*Extract:*

As lockdown starts lifting for some around the country, Nyman tells me of his own experience of shielding with wife Sophie who, he tells me, is at very high risk. “Work-wise, everything stopped March the 13th for me. We’ve been isolating properly since then and the only time we go out is when we go for her to get chemo. Other than that we go out for occasional walks in the area. We’ve been isolating in our flat for 125 days or something now. Thank God we get on really well as a family — that part of it is wonderful, us all being together.”
He is extremely frustrated with the way freelancers like him have been treated by various governmental bodies. Of that treatment he says: “It’s troubling looking at work and looking at our industry and thinking, what on earth is going to happen?
“Many of the projects that I had have just evaporated. Thank God there’s this £1.5 billion given into the arts, but freelancers have been completely ignored. I have not earned a penny or had one penny of assistance since March the 13th.”
He feels “there’s a real snobbery with the arts. People probably look at me and think, ‘Well, he’s rich, he’s been in films, made his own film’…People have no concept of the reality. You can have one good year and that could pay for three atrocious years that you’ve had leading up to that. There’s also a real snobbery with the arts where it’s ‘oh it’s just for the elites’. But that makes no sense. The arts is one of the most profitable industries in the country — in London alone it earns £5 billion a year, from theatre alone.”
Visibly frustrated by how the creative industry has been treated by the current government, he adds: “The first thing that gets cut in school is art and creative thinking. The honest-to-God truth is that creative thinking will save the world. The encouragement of creativity is an essential part of furthering absolutely everything. It’s fundamental to the human experience.”

*Recorded information:*
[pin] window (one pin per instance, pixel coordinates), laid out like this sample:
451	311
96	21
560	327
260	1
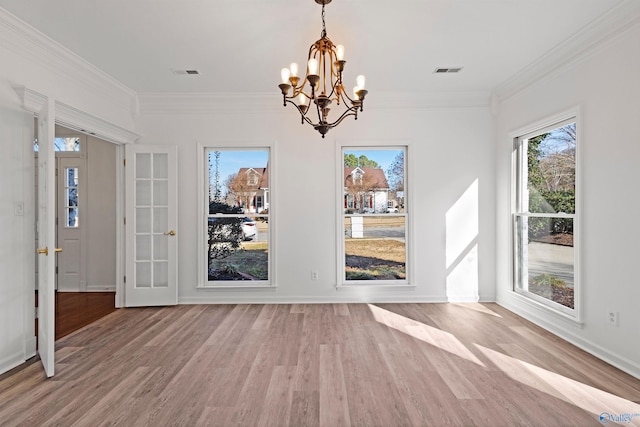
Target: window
71	198
373	216
237	217
545	215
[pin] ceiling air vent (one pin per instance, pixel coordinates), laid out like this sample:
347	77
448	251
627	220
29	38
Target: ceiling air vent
449	70
185	72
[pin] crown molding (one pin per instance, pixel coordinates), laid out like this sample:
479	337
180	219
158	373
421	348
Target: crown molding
72	118
259	103
65	65
588	40
150	103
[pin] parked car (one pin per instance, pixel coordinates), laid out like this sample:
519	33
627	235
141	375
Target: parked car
249	229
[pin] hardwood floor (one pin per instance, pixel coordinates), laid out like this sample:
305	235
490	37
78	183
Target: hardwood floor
310	365
77	309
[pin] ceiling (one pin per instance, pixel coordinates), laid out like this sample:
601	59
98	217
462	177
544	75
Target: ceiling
241	45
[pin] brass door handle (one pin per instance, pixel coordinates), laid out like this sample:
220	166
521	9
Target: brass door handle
45	251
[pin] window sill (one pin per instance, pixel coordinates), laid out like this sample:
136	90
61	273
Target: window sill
230	286
524	299
404	287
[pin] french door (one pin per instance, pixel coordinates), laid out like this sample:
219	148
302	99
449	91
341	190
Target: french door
151	226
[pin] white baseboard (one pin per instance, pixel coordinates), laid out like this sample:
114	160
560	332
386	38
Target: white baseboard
563	327
30	346
11	362
265	299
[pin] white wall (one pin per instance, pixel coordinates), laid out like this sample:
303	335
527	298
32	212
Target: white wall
101	215
451	162
604	83
17	252
31	60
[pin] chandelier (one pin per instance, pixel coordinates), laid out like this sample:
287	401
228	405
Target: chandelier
322	85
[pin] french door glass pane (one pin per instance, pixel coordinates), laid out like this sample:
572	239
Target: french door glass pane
152	195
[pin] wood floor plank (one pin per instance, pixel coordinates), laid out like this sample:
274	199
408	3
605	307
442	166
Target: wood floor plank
316	365
334	404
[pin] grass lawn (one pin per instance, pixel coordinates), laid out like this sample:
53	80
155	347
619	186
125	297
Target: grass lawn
375	259
252	260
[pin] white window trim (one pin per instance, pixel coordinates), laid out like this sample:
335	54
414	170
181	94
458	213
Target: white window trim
552	122
407	283
203	282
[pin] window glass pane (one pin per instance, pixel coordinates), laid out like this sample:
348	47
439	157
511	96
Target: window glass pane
238	221
71	198
545	210
374	214
375	248
547	262
551	175
66	144
143	165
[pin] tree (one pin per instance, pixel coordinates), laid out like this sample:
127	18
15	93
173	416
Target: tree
215	190
551	179
244	186
351	161
358	186
225	233
395	172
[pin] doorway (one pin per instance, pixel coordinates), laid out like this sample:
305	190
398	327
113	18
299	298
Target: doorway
85	229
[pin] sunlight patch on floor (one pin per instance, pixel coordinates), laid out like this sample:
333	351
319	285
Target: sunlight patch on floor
583	396
434	336
477	307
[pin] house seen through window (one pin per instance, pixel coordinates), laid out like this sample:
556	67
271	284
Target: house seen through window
238	216
374	215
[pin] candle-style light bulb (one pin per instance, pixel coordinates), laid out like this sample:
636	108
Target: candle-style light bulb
313	66
284	74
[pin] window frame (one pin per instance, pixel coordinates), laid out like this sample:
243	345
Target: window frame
203	216
341	281
519	155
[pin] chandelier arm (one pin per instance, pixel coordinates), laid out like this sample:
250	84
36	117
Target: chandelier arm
302	114
348	112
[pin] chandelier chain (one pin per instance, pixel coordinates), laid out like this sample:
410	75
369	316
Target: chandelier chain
324	29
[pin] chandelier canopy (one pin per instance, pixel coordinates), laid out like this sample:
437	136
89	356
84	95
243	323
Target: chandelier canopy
322	85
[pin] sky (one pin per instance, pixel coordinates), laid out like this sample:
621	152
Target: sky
232	160
384	157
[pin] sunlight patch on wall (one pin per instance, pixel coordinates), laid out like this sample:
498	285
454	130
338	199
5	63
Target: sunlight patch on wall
462	247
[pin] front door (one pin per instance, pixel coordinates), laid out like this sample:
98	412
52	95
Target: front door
72	218
46	237
151	226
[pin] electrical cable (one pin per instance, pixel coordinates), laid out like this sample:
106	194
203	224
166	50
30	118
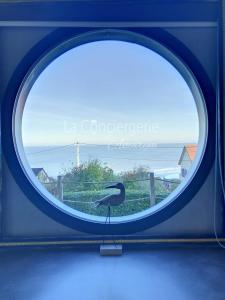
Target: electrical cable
218	160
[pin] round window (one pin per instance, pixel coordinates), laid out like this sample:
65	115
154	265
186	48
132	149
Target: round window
110	121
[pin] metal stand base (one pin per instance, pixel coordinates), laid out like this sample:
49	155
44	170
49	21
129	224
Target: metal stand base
111	249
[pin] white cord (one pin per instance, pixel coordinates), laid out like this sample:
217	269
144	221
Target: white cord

*Parts of the exercise:*
1. In the Nyman interview, on what date did all of Nyman's work stop?
2. Using the Nyman interview, explain why Nyman says people who think he's rich have no idea of the reality.
3. Continue the Nyman interview from its last sentence.

*Task-by-task answers:*
1. March 13th.

2. People may assume he's rich because he has been in films and made his own film. He says the reality is that one good year may only pay for three terrible years that came before it.

3.
Away from the horror genre, Nyman recently starred as Tevye in the brilliantly received stage production of Fiddler on the Roof, directed by Trevor Nunn, which ran at the Menier Chocolate Factory and then transferred to the Playhouse Theatre. “It was a mitzvah,” he says. “It was an extraordinary thing to be asked out of the blue to play the role. And it was an amazing thing to have one of the greatest living directors in the history of theatre.
“When Trevor and I met, he wanted to know what my vision of Fiddler on the Roof is, and that’s a scary thing to have to answer something like that.
“I said, I’m not interested in it as a comedy or as a flippant thing, I want to tell the story with absolute honesty of my zadies and of the truth of all that.
“I want to tell the story of a man and his family, who are my family, and of what happened to us, and the Jewishness is in there. And Trevor felt exactly the same about it.”
Generous with his time to a fault, I get the impression that Nyman would happily talk for hours about his craft, his family and the friends he’s worked with for decades now. He reveals that he prefers acting to writing, but writing means spending more time with Dyson and that’s why he likes doing it.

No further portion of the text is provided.